## What is needed
Rewrite the data below, replacing every "grey" with "gray" and leaving everything else unchanged.

## Material shown

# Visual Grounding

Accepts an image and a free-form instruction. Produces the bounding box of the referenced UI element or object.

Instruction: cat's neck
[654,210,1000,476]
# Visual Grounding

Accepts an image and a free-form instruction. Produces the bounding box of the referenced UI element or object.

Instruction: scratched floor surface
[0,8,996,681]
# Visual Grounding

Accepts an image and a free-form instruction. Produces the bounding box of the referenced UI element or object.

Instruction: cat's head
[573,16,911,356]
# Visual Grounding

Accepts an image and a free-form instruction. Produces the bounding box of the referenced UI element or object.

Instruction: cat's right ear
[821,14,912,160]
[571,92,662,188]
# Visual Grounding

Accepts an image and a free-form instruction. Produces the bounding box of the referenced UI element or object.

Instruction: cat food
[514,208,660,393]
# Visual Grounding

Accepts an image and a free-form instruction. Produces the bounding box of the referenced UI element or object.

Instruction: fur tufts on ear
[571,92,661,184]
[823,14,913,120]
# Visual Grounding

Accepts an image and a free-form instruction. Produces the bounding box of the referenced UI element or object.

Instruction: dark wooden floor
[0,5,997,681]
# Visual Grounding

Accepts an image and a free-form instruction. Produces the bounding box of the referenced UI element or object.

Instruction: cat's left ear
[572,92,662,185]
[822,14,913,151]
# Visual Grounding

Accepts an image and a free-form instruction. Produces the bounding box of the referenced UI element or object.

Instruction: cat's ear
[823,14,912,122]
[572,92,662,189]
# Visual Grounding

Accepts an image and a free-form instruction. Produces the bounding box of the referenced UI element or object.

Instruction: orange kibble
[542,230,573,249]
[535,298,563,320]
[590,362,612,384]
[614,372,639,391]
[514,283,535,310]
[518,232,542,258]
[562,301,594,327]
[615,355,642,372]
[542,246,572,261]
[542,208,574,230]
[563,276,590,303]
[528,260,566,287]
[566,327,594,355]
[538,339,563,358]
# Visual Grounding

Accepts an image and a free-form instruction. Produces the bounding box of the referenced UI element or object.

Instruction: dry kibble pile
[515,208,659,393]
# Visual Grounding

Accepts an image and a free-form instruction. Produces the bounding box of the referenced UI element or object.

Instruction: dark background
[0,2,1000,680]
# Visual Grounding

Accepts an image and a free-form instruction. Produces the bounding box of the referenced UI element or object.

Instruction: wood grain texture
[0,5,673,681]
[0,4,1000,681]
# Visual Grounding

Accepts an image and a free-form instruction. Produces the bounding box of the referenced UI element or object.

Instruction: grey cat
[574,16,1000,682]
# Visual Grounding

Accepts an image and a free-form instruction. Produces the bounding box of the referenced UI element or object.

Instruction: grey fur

## Reply
# Visual Grounding

Accepts an image and a free-form instruction. Produces the bounding box of the referenced UI element or object.

Instruction: cat's neck
[654,210,1000,476]
# Visual Grounding

Accepts an image and a free-form instruction. Produces the bounding box of the referenced UI element or object.

Instruction: scratched floor surface
[0,8,996,681]
# Visual Grounding

Accepts an image and a free-form instruction. Produces the bounding box of the referenced UI element or object.

Instruction: cat's head
[573,16,911,356]
# Visual Grounding

Accepts an image and a free-form instruction. Produces the bounding box of the referenced UI element or object.

Instruction: cat's right ear
[821,14,912,160]
[571,92,662,188]
# Visual Grounding

Accepts an image and a free-form instruction. Produces the bounding box of the referenced UI element or object.

Instruction: cat food
[514,208,660,393]
# Visual Grounding

Accepts an image and a free-form instruction. Produces the bounding box of the referenced UI element or object.

Instruction: fur tufts on ear
[571,92,661,184]
[823,14,913,120]
# Visual Grounding

Accepts an image and a free-form instruction. Produces the bounding box of the referenced UI element or object.

Instruction: dark wooden floor
[0,5,997,681]
# Visual Grounding

Accepts an image and a free-form instruction. Produces the bounding box of the referenced UI element or object.

Instruction: cat's left ear
[572,92,662,185]
[822,14,913,151]
# Visual Grounding

Accepts an image and a free-form instruction. Produces the bounding box of the referenced UI element or object.

Instruction: cat's ear
[823,14,912,122]
[572,92,662,189]
# Visual Grounding

Accepts an image and a free-form instruction. Produces the bounding box of the referenced UI element or object.

Instruction: orange kibble
[542,230,573,249]
[535,298,563,320]
[590,362,612,384]
[614,372,639,391]
[514,283,535,310]
[518,232,542,258]
[562,301,594,327]
[615,355,642,372]
[542,246,572,261]
[542,208,574,230]
[563,276,590,303]
[528,260,566,287]
[566,327,594,355]
[538,339,563,358]
# Visual Grounding

Accepts an image and a free-form instruction. Produces the bounding box of the referenced UI element or object.

Instruction: dry kibble pile
[515,208,659,393]
# Visual Grounding

Accepts an image and a free-form instruction. Produces the bounding box of the referenced UI element or object.

Instruction: dark background
[0,2,1000,680]
# Visual Grounding

Accepts an image and a free-form instruction. Produces the bounding box of the referenced UI element or object.

Instruction: wood grain texture
[0,5,673,681]
[0,4,1000,681]
# Visual Grounding

Accepts an image and a free-form instruction. Produces the bounding box of the referenced UI element or object.

Instruction: gray cat
[574,16,1000,682]
# Visual Grounding

Accepts an image and a free-form instruction. Produces the bounding box of the referenced UI element or object.

Instruction: gray fur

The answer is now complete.